▶ Extrait:
※

Jules Pascin, de son vrai nom Julius Mordecaï Pincas, est né le 31 mars 1885 dans une famille de riches commerçants séfarades de Vidin. Il est le septième des neuf enfants. Son père exerce avec succès la profession de marchand en grain et représente l’empereur des Habsbourg dans sa ville en tant que consul d’Autriche. En conflit avec cet homme au caractère tyrannique qu’il dessine sous les traits de l’ogre du Petit Poucet, le jeune adolescent s’enfuie, séjourne et étudie à Bucarest, Budapest, Vienne, Berlin et Munich. Son grand talent de dessinateur lui permet de travailler pour la revue Simplicissimus, revue satirique bavaroise dirigé par Albert Langen (1869-1909) dont l’esprit n’est pas sans rappeler L’assiette au beurre.
Une grande partie de son oeuvre restera d’ailleurs toujours marquée par cette sensibilité, par une force de la satire et de la caricature féroce. Ses dessins aux traits épais, épurés, dans des tonalités claires, aquarellées soulignées de fusain, d’encre et de lavis, se rapprochent des mondes de la gravure sur bois ou de la lithographie. C’est une période où il rencontre des peintres qui donneront naissance à l’expressionnisme allemand et avec lesquels il parvient à trouver sa ligne et son style graphique exprimant une forte critique de la société de l’époque.
Pascin arrive par l’Orient express à Paris 1905, à la veille de Noël en espérant y faire carrière. Sa réputation de dessinateur l’a déjà précédé et c’est une vraie délégation de peintres et d’artistes au fait de son talent qui l’accueille et l’emmène immédiatement à Montparnasse.
Son travail de caricaturiste n’a pas cessé et il continue à envoyer toujours régulièrement des dessins à Simplicissimus qui lui permettent de bien gagner sa vie. Il noue aussi des liens avec l’avant-garde française, fait la connaissance de Foujita, Kisling, Soutine, Van Dongen, Derain, Diego Rivera mais aussi de Matisse, des artistes du mouvement du fauvisme et illustre les ouvrages d’amis poètes et écrivains comme Pierre Mac Orlan, Paul Morand ou André Salmon.
Jules Pascin est assimilé à l’École de Paris, selon l’expression du critique d’art André Warnod, école désignant l’ensemble des artistes étrangers arrivés avant les années 1920 dans la capitale française pour tenter de trouver des conditions plus favorables à l’expression de leur art tout en restant en marge des grands mouvements artistiques de l’avant-guerre, cubisme, fauvisme et futurisme. Ses sujets préférés demeureront tout au long de sa vie les représentations de scènes de la vie quotidienne, du corps féminin, peintures et dessins au caractère érotique.

※

▶ Contenu des données:
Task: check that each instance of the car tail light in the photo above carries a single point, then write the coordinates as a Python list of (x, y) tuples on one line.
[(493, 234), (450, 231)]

※

▶ Consignes:
A: D'après l'extrait, quel critique d'art a employé l'expression « École de Paris » ?
B: Réécrivez l'extrait entre « Une grande partie » et « société de l’époque. », bornes comprises, en substituant « parodie » à « satire ».

▶ Réponses par tâche:
A: André Warnod.

B:
Une grande partie de son oeuvre restera d’ailleurs toujours marquée par cette sensibilité, par une force de la parodie et de la caricature féroce. Ses dessins aux traits épais, épurés, dans des tonalités claires, aquarellées soulignées de fusain, d’encre et de lavis, se rapprochent des mondes de la gravure sur bois ou de la lithographie. C’est une période où il rencontre des peintres qui donneront naissance à l’expressionnisme allemand et avec lesquels il parvient à trouver sa ligne et son style graphique exprimant une forte critique de la société de l’époque.